[Named object pointing entries]
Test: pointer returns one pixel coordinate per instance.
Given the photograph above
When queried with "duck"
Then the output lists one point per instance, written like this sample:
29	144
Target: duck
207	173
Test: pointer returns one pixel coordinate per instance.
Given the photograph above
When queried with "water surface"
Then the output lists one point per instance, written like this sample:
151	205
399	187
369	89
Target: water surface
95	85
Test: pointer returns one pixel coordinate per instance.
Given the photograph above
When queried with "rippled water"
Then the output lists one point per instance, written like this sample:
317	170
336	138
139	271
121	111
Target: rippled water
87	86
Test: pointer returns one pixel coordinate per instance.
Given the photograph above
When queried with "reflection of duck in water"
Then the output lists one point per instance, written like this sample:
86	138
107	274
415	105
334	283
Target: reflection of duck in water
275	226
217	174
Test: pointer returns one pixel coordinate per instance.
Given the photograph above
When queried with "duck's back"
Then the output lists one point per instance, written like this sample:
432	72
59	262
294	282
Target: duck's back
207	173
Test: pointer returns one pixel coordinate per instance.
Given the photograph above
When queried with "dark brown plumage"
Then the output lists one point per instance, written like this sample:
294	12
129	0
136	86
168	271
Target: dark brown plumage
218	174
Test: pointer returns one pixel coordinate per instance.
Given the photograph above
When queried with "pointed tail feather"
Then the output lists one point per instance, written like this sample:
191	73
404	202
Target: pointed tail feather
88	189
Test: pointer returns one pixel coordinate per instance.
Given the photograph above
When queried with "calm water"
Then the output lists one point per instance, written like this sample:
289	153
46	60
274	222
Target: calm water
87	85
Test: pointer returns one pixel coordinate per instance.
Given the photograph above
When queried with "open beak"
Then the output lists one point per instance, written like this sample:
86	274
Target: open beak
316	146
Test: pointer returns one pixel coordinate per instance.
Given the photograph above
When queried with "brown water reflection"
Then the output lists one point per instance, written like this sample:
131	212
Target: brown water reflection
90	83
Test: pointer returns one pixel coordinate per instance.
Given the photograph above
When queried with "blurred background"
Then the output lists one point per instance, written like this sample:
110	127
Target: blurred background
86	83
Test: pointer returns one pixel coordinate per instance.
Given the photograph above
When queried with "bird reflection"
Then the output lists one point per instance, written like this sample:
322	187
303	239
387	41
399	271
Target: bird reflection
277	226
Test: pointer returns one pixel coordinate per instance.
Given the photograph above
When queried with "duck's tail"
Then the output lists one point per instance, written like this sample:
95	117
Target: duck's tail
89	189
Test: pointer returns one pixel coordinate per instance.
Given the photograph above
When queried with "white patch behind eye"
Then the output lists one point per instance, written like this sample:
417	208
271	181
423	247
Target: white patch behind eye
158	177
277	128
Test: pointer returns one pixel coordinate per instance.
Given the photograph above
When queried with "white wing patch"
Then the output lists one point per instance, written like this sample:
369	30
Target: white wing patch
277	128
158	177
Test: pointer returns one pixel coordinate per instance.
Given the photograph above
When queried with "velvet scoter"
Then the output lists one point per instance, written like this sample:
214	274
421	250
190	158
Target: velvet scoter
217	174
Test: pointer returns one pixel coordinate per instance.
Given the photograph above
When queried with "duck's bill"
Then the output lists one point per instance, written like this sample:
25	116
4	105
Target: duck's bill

__WHAT YOU SHOULD DO__: Set down the material above again, word for word.

__EXERCISE SOLUTION__:
Test: pointer returns one pixel coordinate per instance.
Given the photograph above
When queried with "duck"
Then the output lists one point per instance, written like this sample:
29	144
Target: duck
207	173
Test: pointer returns one pixel coordinate per instance.
Given the photograph above
When queried with "water surface"
Then the output lists one point per instance, written like this sample:
151	205
399	187
369	89
Target: water surface
95	85
Test: pointer returns one pixel coordinate per instance.
Given the photograph above
When queried with "rippled water"
Then the output lists one point per instance, written like this sample:
317	170
336	138
139	271
121	111
Target: rippled water
87	86
Test: pointer returns one pixel coordinate per instance.
Given the photograph above
When queried with "reflection of duck in water"
Then the output lists one point per instance, written like this sample:
86	138
107	274
415	105
334	283
Target: reflection of duck in water
275	226
217	174
Test: pointer returns one pixel coordinate per instance.
Given the photograph above
When queried with "duck's back"
Then the output lists one point per instance, written like this sample:
432	72
59	262
294	282
Target: duck's back
207	173
Test: pointer returns one pixel coordinate per instance.
Given the photograph above
When queried with "dark brown plumage"
Then the output lists one point per instance, written like this sample:
294	12
129	0
136	86
168	271
Target: dark brown plumage
218	174
Test: pointer returns one pixel coordinate per instance.
Given the photograph above
When queried with "pointed tail feather"
Then the output lists one point per instance, written like this sample:
191	73
404	202
Target: pointed tail feather
88	189
Test: pointer returns one pixel coordinate per instance.
Given the photograph above
When queried with "calm water"
Then the output lists one point per instance, written like this sample:
289	153
46	60
274	222
Target: calm water
87	85
Test: pointer returns one pixel coordinate per instance.
Given the photograph above
When queried with "open beak"
Then the output lists one point per instance, written like this sample:
86	274
Target: open beak
316	146
Test: pointer returns one pixel coordinate per instance.
Given the photograph above
When queried with "brown water reflection"
Then the output lists one point per instance, written like this sample:
131	212
Target: brown water reflection
90	83
Test: pointer returns one pixel coordinate per instance.
Given the photograph above
When queried with "blurred background"
Then the output lists one point per instance, written like this sample:
110	127
Target: blurred background
86	83
Test: pointer returns one pixel coordinate per instance.
Given the photograph above
When queried with "bird reflection"
Then the output lists one point per instance, written like this sample:
322	187
303	239
387	41
399	271
Target: bird reflection
277	226
Test: pointer returns one pixel coordinate per instance.
Given the photograph above
When queried with "duck's tail"
Then the output lists one point per instance, written like this sample:
95	117
Target: duck's tail
89	189
Test: pointer returns one pixel coordinate per instance.
Given the photograph above
When queried with "white patch behind eye"
Then the output lists one point per instance, written like this sample:
417	208
271	181
423	247
Target: white patch behind eye
158	177
277	128
Test: pointer returns one pixel coordinate per instance.
Given the photograph above
When queried with "white wing patch"
Then the output lists one point per instance, written like this sample:
369	30
Target: white wing patch
277	128
158	177
Test: pointer returns one pixel coordinate per instance.
Given the photograph above
When queried with "velvet scoter"
Then the output lists one point per instance, written like this sample:
214	274
421	250
190	158
Target: velvet scoter
217	174
Test: pointer returns one pixel coordinate per instance.
Given the photograph above
When queried with "duck's bill"
Then the output lists one point per instance, written like this sample:
25	116
4	105
Target: duck's bill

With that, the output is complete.